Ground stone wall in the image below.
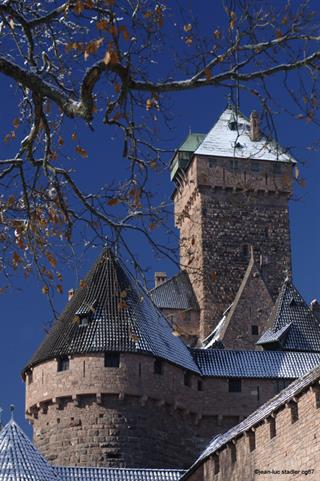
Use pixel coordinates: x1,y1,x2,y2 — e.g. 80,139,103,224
189,383,320,481
174,155,292,339
26,352,292,468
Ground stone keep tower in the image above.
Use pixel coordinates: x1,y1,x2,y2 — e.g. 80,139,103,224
171,107,295,339
23,249,201,469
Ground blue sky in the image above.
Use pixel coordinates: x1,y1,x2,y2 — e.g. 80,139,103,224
0,1,320,434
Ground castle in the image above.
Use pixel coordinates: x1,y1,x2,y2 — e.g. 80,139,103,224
1,105,320,481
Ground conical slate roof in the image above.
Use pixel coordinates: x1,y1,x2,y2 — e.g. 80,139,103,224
257,278,320,352
0,419,59,481
24,249,199,373
195,107,296,163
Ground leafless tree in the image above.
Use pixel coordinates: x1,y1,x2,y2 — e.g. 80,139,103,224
0,0,319,296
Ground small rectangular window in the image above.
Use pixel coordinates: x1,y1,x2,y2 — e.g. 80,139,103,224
184,371,192,387
273,163,281,174
229,378,242,393
57,356,69,372
154,358,163,375
104,352,120,368
230,159,239,171
197,380,203,391
208,159,215,168
251,325,259,336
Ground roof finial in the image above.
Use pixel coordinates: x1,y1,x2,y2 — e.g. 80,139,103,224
10,404,15,420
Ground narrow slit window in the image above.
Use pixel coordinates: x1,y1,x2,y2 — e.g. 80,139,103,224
290,402,299,424
184,371,192,387
251,325,259,336
213,454,220,474
154,358,163,375
269,417,276,439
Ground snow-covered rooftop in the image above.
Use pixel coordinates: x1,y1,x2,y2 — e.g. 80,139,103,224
195,107,296,163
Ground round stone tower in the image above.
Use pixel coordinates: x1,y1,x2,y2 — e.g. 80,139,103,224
23,249,202,469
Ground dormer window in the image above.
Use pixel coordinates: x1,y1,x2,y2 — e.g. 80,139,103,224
229,120,238,131
79,314,91,327
290,297,297,306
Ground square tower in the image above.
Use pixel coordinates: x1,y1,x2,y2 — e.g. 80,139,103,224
171,107,294,340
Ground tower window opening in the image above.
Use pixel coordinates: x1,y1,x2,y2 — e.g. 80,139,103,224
184,371,192,387
228,378,242,393
230,159,239,171
57,356,69,372
208,159,215,168
251,161,260,172
104,352,120,368
197,380,203,391
273,163,281,174
154,358,163,375
251,325,259,336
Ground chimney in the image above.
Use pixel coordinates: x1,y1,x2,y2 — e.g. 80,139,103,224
310,299,320,320
68,288,75,301
154,272,167,288
250,110,260,141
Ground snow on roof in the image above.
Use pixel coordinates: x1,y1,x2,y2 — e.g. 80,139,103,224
195,108,296,163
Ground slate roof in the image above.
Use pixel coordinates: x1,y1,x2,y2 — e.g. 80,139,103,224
0,419,59,481
191,349,320,378
56,467,185,481
24,249,199,374
257,278,320,352
195,107,296,163
149,271,199,311
183,362,320,478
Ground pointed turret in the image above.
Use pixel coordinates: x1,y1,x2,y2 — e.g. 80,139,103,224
0,419,59,481
24,248,198,373
257,278,320,352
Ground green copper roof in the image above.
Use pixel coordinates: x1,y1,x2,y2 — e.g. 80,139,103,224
170,133,206,181
178,133,206,152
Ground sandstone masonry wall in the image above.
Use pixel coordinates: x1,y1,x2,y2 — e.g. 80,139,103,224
190,384,320,481
174,155,292,339
26,352,292,468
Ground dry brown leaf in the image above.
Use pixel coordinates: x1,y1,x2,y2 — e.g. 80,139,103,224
107,198,120,206
96,19,108,30
103,51,111,65
75,145,88,158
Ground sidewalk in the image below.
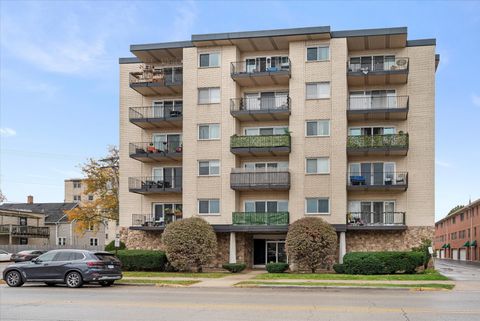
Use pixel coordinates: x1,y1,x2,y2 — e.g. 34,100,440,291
191,270,264,288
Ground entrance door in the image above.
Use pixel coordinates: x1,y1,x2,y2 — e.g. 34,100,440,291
459,249,467,261
266,241,287,264
452,249,459,260
245,93,260,110
253,239,266,266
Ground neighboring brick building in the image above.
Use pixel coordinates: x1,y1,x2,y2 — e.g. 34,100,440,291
119,26,438,267
434,199,480,261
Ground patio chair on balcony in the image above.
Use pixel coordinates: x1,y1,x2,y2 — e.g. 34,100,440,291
396,174,406,185
350,176,366,185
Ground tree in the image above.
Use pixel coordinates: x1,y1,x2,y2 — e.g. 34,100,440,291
162,217,217,272
448,205,464,216
0,189,6,203
66,146,119,233
286,217,338,273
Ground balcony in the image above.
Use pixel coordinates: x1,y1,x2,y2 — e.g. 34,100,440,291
347,134,409,156
129,66,182,96
230,135,291,156
128,176,182,194
230,58,291,86
230,169,290,191
129,142,182,163
347,57,409,86
347,212,406,230
230,96,291,121
129,106,183,129
232,212,289,225
0,225,50,238
131,213,183,230
347,95,409,121
348,172,408,192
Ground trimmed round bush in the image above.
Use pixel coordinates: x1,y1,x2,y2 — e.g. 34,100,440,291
162,217,217,272
266,262,289,273
104,240,126,251
332,263,345,274
115,250,167,271
222,263,247,273
286,217,338,273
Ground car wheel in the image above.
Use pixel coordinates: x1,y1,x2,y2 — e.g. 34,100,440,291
44,282,56,287
5,270,24,287
100,281,114,287
65,271,83,288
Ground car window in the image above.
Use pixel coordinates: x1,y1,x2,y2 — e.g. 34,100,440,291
53,251,73,261
0,250,6,254
71,252,85,261
37,251,56,262
94,253,120,264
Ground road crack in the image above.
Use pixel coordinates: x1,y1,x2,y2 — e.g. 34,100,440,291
401,308,411,321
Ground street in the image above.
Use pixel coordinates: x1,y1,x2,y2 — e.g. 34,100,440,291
0,259,479,321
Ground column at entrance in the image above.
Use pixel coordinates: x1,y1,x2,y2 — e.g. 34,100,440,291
339,232,346,263
229,232,236,264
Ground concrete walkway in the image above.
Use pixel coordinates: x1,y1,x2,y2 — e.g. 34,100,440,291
191,270,264,287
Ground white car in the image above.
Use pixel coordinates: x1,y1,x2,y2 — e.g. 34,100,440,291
0,250,12,262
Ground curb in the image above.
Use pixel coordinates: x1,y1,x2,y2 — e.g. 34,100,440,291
235,284,450,291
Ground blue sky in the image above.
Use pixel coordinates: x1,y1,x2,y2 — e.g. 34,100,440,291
0,1,479,220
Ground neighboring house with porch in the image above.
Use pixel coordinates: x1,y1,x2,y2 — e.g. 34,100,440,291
0,207,50,245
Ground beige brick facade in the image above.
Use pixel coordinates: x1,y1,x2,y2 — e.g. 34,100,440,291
119,26,437,267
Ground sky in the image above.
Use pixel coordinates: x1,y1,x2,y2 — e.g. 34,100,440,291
0,0,479,221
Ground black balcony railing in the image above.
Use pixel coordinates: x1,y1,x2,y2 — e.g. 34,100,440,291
231,134,291,149
129,67,183,86
348,171,408,188
132,213,182,227
230,169,290,190
348,57,409,73
232,212,289,225
231,58,291,75
348,95,409,111
347,134,409,150
0,225,50,238
129,142,183,157
129,105,183,121
230,96,291,113
128,175,182,193
347,212,406,226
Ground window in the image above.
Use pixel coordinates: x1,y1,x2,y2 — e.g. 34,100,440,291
306,120,330,136
88,195,94,201
73,195,81,201
306,82,330,99
243,162,288,171
57,237,66,246
152,203,182,222
198,199,220,215
73,182,81,188
244,126,288,136
244,200,288,212
20,238,28,245
198,124,220,140
348,126,396,136
306,46,329,61
306,198,329,214
306,158,330,174
199,53,220,67
198,87,220,104
90,238,98,246
461,213,464,221
198,160,220,176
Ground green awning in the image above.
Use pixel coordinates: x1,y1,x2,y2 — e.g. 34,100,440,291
463,241,470,247
445,243,451,249
471,240,477,247
441,244,446,248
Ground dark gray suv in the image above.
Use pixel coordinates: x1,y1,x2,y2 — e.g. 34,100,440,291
3,249,122,288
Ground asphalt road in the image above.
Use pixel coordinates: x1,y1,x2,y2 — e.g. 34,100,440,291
1,284,480,321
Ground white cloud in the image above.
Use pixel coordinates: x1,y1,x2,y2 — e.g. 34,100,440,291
472,94,480,107
0,128,17,137
436,159,452,168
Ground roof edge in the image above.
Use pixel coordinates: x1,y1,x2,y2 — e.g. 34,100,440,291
119,57,141,64
331,27,407,38
407,39,436,47
192,26,331,42
130,40,193,52
436,198,480,224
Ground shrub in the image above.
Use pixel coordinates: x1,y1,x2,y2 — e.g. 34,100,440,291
286,217,337,273
222,263,247,273
411,238,432,269
343,251,426,275
266,262,289,273
332,263,345,274
115,250,167,271
104,240,126,251
162,217,217,272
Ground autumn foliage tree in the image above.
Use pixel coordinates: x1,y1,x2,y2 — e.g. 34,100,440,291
0,189,6,203
66,146,119,233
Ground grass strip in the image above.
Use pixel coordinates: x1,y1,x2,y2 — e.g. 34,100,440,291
117,279,200,286
254,269,448,281
236,281,454,290
122,272,228,278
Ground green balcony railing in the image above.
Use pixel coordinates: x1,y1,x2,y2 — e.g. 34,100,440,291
230,134,291,149
232,212,289,225
347,134,408,149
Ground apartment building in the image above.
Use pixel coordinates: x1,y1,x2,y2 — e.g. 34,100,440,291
119,26,438,267
435,198,480,261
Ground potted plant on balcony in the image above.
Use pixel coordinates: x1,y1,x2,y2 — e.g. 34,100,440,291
174,208,183,220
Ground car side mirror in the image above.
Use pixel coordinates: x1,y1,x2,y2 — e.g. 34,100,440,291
32,258,40,264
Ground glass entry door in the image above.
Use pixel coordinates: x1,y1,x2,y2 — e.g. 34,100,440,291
266,241,287,264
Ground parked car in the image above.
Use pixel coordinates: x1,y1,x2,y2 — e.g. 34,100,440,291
3,249,122,288
11,250,46,262
0,250,12,262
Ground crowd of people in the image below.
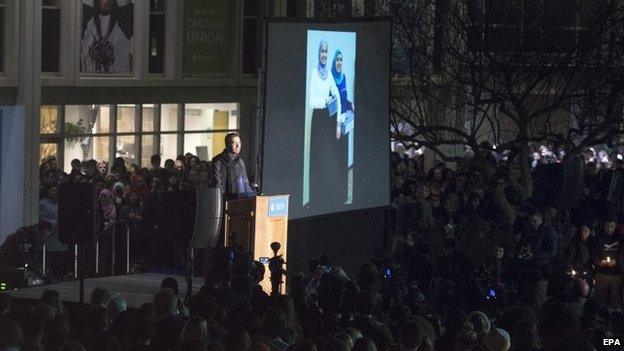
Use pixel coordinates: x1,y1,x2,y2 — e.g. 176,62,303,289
5,141,623,350
36,152,213,275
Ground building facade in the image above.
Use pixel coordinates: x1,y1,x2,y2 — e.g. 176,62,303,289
0,0,320,238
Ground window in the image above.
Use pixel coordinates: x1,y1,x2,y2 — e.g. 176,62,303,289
161,104,178,131
184,132,228,161
117,104,136,133
0,0,5,72
142,104,155,132
40,143,58,163
64,136,109,171
65,105,110,134
468,0,585,53
242,0,258,75
41,103,239,172
42,0,61,72
116,135,136,165
184,103,238,131
40,105,60,134
142,134,155,166
160,133,177,161
313,0,352,18
149,0,166,74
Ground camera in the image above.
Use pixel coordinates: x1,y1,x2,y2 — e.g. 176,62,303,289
309,253,332,273
486,287,497,300
384,267,393,279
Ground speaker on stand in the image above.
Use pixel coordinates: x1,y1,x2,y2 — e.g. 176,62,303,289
58,182,97,305
185,187,223,303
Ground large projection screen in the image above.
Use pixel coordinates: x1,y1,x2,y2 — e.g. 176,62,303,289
262,21,390,219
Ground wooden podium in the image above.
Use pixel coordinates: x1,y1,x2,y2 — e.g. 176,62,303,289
224,195,289,293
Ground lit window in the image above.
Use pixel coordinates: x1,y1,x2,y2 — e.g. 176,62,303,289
40,105,60,134
117,104,136,133
65,105,110,134
116,135,136,166
184,103,239,131
184,132,228,161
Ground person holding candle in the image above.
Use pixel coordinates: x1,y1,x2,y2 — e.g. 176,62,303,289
592,216,623,308
564,221,594,274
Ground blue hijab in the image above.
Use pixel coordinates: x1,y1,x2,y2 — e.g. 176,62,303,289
331,49,344,85
317,40,328,80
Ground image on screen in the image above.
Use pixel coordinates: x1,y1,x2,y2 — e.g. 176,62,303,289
304,30,356,208
262,21,390,219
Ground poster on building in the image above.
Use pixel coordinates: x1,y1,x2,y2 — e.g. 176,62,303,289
183,0,231,76
80,0,134,74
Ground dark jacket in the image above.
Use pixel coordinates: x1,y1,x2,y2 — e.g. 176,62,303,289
211,150,255,200
519,223,558,266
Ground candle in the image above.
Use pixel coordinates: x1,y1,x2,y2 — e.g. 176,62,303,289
569,269,577,276
607,256,612,263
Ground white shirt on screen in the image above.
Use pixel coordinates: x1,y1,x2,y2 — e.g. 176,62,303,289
309,68,342,121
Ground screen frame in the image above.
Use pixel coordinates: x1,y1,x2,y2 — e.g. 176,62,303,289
258,18,393,218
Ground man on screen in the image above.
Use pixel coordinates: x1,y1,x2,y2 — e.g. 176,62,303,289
212,133,256,201
81,0,133,73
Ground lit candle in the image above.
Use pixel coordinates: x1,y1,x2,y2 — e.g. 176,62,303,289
569,269,577,276
607,256,612,263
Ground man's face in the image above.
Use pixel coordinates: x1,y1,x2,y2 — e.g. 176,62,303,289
86,165,96,176
605,221,617,235
227,136,241,155
97,163,107,174
530,214,543,230
580,226,592,241
495,247,504,259
48,187,58,201
49,159,58,170
430,196,440,208
405,234,415,248
99,0,113,14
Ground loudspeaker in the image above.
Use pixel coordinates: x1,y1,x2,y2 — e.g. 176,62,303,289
191,187,223,249
58,182,97,245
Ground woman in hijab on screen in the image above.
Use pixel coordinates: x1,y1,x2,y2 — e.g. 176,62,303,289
308,40,347,208
332,49,355,204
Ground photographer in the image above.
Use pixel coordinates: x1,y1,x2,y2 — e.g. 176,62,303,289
516,209,558,307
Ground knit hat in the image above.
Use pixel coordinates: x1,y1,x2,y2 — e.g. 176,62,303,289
484,328,511,351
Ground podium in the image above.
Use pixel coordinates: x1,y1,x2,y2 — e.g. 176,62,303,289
224,195,289,293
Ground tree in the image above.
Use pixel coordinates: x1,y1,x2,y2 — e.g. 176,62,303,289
387,0,624,193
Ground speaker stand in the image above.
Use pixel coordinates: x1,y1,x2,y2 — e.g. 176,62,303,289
184,247,193,305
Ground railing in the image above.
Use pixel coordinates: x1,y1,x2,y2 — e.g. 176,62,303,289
94,220,131,276
40,221,131,279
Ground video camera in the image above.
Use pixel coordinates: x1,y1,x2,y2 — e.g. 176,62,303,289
309,253,332,274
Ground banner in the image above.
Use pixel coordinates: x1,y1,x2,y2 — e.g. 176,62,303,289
183,0,231,76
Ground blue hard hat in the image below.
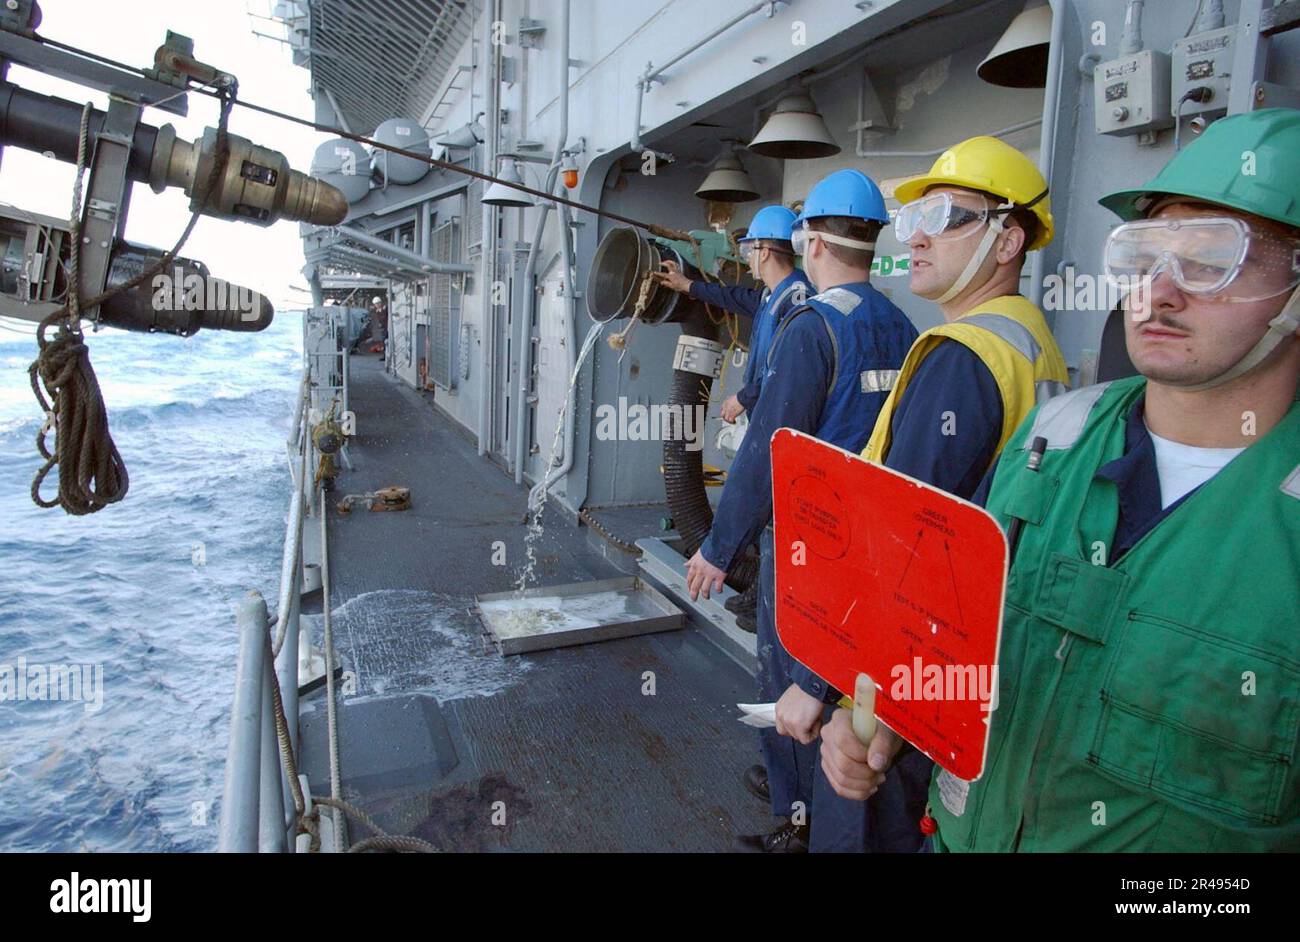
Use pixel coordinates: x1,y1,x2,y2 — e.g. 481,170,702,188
795,168,889,226
740,205,798,242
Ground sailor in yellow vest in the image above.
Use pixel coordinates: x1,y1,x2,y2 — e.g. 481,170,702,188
799,136,1068,852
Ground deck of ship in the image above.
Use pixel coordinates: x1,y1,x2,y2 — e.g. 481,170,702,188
296,352,771,852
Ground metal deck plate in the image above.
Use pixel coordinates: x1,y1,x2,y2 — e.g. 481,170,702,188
303,357,773,851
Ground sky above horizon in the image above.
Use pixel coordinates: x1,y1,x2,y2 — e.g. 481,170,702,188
0,0,332,314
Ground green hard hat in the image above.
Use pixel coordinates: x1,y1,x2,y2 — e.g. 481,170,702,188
1099,108,1300,230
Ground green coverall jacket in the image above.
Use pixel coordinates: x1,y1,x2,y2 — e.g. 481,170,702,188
932,377,1300,852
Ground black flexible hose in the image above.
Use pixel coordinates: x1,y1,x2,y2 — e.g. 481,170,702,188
662,304,757,591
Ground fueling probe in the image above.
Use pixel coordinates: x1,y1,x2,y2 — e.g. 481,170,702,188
0,16,348,335
0,2,349,514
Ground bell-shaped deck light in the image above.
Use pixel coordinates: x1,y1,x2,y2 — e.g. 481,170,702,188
695,154,759,202
978,0,1052,89
482,159,535,207
748,93,839,159
434,120,486,151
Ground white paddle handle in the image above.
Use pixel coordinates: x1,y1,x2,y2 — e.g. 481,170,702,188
851,672,877,745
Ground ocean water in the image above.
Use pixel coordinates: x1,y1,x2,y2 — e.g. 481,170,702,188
0,312,301,851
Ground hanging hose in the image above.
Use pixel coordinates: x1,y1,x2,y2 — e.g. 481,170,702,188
657,247,758,592
586,225,760,593
662,307,717,559
660,304,757,591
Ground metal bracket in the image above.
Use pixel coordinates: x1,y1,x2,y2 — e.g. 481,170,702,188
0,0,37,34
77,96,142,323
518,17,546,49
849,68,896,135
144,31,196,88
0,28,187,115
1250,80,1300,111
1261,2,1300,36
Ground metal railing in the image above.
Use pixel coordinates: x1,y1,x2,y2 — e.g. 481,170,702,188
307,312,352,471
218,368,322,852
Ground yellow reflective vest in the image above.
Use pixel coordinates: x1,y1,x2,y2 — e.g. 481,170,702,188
861,295,1069,468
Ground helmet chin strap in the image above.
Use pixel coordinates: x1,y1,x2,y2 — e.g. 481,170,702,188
1179,284,1300,391
935,206,1008,305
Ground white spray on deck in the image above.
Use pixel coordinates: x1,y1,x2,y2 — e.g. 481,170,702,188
515,320,605,594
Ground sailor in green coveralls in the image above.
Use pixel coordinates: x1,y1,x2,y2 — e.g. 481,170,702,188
818,108,1300,851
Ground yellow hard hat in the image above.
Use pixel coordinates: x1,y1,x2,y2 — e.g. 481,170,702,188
893,136,1054,250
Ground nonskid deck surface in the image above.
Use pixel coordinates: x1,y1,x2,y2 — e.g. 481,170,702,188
298,354,770,851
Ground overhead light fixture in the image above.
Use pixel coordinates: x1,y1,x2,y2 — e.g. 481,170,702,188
978,0,1052,89
695,153,760,202
748,93,840,159
434,120,486,150
482,158,535,207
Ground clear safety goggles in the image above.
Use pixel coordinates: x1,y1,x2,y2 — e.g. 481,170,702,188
790,221,876,256
737,240,793,263
894,191,1009,244
1103,216,1300,303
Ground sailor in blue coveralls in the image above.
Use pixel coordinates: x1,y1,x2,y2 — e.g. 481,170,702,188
682,170,918,852
654,205,813,424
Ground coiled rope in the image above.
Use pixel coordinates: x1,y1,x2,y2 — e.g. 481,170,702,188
28,83,236,514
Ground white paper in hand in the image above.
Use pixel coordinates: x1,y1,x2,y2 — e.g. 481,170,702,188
736,702,777,728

────────────────

[Task objective] Considering only the material above, set down every line from the one with "Ground ocean water in the image above." to the one with "Ground helmet chin strap in the image above.", inclusive, exactly as written.

[Output for this task]
Ground ocean water in the image above.
Use pixel coordinates: x1,y1,x2,y2 — e.g. 481,170,702,188
0,312,301,851
Ground hanging hose in the image above.
Use pixel coordinates: x1,y1,x2,y2 — e.g. 481,170,702,188
657,247,758,592
586,225,760,593
662,307,717,559
660,304,757,591
Ground metal bracket in the image above.
Use pixel coordinates: x1,y1,x2,y2 — e.g. 481,170,702,188
0,0,37,34
77,96,142,323
518,17,546,49
849,68,896,135
144,31,196,88
0,28,187,115
1250,80,1300,111
1261,2,1300,36
Ground metal railing in the image above.
Use pixel coordinates: x1,y1,x2,y2 — e.g. 481,170,702,188
307,312,352,471
218,368,322,852
Ground yellow reflective vest in the image above.
Use pixel coordinates: x1,y1,x2,y2 — e.g. 481,170,702,188
861,295,1069,468
Ground helmet chin strap in the image above.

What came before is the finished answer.